▶ _ACTIVITIES_:
a: Translate into Spanish the following sentence from the article on the Cubs bullpen: "It’s an approach they’ve taken since midway through the 2024 season when the bullpen was a bugaboo for the team."
b: Reproduce the portion of the article on the Cubs bullpen between "How Cubs are" and "fire on a deal.", inclusive.
[Opening EXTRACT PROVIDED section]
How Cubs are viewing bullpen with newest additions

1 month agoAndy Martinez

MESA, Ariz. — Jed Hoyer, Carter Hawkins and the Cubs front office spent all offseason stockpiling arms.

Waiver claims, free agents or trades, if there was an upgrade to be made, they were willing and ready to fire on a deal.

It’s an approach they’ve taken since midway through the 2024 season when the bullpen was a bugaboo for the team.

“We just started to be a little bit more transactional,” Hawkins said at his press conference on Sunday morning. “We started to identify marginal upgrades and pull the trigger on those upgrades, whether it was waiver claims or those small trades, things of that nature.

“And I would expect that that will continue.”

[Watch the complete press conference with Jed Hoyer and Carter Hawkins]

Throughout the offseason, the Cubs seemingly raised the floor of their bullpen in smaller transactions — adding slightly better pitchers and subtracting from the bottom of their 40-man roster to do so. But, for the most part this offseason, the top of that bullpen remained the same.

Porter Hodge, who emerged as the team’s closer in his rookie campaign, Tyson Miller and Nate Pearson had pitched into manager Craig Counsell’s circle of trust. Right-handed pitcher Eli Morgan and left-handed pitcher Caleb Thielbar represented outside additions who could pitch in those roles, too. Plus, the team would be getting back righties Julian Merryweather and Ben Brown and lefty Luke Little from injury to supplement that group.

But the backend of the bullpen always looked prime for some improvement while the winter months dragged on. That was remedied in the weeks leading up to pitchers and catchers reporting on Sunday. The team pulled off another big trade with Houston to acquire All-Star closer Ryan Pressly and added righty Ryan Brasier in a deal with the Dodgers.

“I think the one thing we’ve added is experience in the bullpen for sure,” Counsell said on Sunday. “I think in general just … the depth of the pitching list in camp is in a really good place.”

[Ryan Pressly shares his thoughts on reuniting with Alex Bregman]

Of course, it doesn’t mean all their issues from last year are solved. At this time in 2024, Adbert Alzolay was returning after emerging as the team’s closer, key relievers Mark Leiter Jr. and Merryweather were returning and the team had added veteran Héctor Neris — a key reliever for the Astros — via free agency.
[Closing EXTRACT PROVIDED section]
[Opening PROVIDED DATA section]
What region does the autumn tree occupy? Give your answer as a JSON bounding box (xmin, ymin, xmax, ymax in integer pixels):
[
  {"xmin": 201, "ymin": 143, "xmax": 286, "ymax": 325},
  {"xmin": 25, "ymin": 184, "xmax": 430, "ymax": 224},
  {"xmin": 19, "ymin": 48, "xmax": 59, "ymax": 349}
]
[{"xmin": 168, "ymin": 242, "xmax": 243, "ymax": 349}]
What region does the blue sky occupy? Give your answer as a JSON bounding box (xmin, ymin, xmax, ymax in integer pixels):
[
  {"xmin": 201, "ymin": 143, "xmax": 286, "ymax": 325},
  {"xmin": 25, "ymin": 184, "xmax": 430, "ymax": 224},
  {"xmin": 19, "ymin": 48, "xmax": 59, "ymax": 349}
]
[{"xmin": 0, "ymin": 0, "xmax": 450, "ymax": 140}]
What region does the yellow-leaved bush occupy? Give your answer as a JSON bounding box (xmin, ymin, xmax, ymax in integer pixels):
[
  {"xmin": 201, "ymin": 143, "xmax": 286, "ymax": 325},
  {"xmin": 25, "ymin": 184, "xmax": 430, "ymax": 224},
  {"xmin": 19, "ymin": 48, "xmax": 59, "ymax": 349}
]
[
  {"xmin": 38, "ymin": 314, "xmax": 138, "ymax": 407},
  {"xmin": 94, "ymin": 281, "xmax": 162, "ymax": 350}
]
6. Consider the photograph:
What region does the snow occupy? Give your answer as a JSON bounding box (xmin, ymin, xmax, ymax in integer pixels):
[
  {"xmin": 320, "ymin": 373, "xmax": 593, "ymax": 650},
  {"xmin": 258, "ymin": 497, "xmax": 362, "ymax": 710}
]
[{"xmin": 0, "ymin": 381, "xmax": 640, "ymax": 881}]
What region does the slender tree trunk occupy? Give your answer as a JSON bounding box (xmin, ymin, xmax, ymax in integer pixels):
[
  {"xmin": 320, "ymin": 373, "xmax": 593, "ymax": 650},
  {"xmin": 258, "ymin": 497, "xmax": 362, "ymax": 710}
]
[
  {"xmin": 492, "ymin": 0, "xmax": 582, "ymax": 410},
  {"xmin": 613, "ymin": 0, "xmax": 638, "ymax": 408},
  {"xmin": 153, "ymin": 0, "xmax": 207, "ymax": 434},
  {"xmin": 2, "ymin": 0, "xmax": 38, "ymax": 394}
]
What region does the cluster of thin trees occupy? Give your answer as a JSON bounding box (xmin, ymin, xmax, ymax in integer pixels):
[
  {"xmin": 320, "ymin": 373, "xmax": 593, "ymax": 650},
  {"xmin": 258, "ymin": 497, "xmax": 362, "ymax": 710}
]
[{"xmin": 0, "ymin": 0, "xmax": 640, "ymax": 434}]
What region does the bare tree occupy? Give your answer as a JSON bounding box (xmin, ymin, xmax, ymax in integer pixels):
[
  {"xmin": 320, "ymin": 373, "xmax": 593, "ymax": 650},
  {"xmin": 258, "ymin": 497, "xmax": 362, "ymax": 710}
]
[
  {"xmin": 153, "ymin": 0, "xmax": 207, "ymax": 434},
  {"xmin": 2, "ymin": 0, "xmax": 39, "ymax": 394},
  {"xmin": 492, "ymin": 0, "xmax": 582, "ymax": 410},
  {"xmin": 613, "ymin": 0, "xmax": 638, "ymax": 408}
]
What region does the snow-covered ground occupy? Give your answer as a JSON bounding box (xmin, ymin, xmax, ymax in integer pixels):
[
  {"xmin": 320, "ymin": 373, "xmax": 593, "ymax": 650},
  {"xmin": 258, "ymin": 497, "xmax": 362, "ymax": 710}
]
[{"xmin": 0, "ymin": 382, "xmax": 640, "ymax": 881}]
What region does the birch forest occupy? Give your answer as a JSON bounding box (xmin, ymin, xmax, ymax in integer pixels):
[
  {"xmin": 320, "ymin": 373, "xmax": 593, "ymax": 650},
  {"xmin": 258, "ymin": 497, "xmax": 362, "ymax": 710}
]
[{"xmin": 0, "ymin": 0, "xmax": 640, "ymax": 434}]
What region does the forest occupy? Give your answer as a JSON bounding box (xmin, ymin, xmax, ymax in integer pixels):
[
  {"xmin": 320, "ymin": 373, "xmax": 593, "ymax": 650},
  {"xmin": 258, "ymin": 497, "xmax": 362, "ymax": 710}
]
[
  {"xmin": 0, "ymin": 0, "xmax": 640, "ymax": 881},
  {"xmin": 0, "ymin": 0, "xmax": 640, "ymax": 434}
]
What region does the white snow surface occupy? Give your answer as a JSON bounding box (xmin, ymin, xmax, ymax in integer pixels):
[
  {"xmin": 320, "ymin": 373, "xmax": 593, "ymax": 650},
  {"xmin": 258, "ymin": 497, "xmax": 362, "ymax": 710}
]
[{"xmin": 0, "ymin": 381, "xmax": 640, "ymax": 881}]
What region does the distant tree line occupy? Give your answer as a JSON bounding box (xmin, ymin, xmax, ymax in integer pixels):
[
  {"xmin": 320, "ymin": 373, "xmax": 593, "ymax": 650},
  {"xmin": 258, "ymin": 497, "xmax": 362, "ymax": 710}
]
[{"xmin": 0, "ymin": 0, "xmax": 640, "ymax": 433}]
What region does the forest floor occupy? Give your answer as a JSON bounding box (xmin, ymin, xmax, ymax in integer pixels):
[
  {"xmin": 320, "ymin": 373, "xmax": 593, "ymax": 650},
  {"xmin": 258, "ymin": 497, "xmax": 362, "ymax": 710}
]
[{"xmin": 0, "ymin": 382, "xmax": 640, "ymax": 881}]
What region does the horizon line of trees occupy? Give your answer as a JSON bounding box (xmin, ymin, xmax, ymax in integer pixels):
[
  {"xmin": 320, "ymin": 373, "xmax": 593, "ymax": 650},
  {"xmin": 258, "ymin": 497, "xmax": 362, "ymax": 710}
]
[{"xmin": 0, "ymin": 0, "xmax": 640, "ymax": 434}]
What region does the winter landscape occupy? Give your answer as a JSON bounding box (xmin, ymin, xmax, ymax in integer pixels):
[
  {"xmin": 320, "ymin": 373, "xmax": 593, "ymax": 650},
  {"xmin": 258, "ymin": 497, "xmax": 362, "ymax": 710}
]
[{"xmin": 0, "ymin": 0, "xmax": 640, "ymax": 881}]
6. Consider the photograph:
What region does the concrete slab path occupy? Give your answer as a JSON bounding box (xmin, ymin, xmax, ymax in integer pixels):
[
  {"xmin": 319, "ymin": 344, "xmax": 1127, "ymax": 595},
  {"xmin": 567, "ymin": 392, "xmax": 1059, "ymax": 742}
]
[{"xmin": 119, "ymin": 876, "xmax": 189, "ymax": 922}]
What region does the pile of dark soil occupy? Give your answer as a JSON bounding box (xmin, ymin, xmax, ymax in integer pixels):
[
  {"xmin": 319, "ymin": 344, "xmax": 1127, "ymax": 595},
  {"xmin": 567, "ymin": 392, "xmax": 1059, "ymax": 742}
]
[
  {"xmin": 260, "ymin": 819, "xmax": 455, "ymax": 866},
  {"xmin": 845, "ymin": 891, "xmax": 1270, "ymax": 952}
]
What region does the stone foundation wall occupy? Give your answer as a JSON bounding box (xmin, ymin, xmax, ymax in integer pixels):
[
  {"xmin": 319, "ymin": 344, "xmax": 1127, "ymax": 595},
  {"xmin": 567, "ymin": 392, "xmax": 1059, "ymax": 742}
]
[Closing PROVIDED DATA section]
▶ _COMPLETED EXERCISE_:
a: Es un enfoque que han adoptado desde mediados de la temporada 2024, cuando el bullpen era un dolor de cabeza para el equipo.

b:
How Cubs are viewing bullpen with newest additions

1 month agoAndy Martinez

MESA, Ariz. — Jed Hoyer, Carter Hawkins and the Cubs front office spent all offseason stockpiling arms.

Waiver claims, free agents or trades, if there was an upgrade to be made, they were willing and ready to fire on a deal.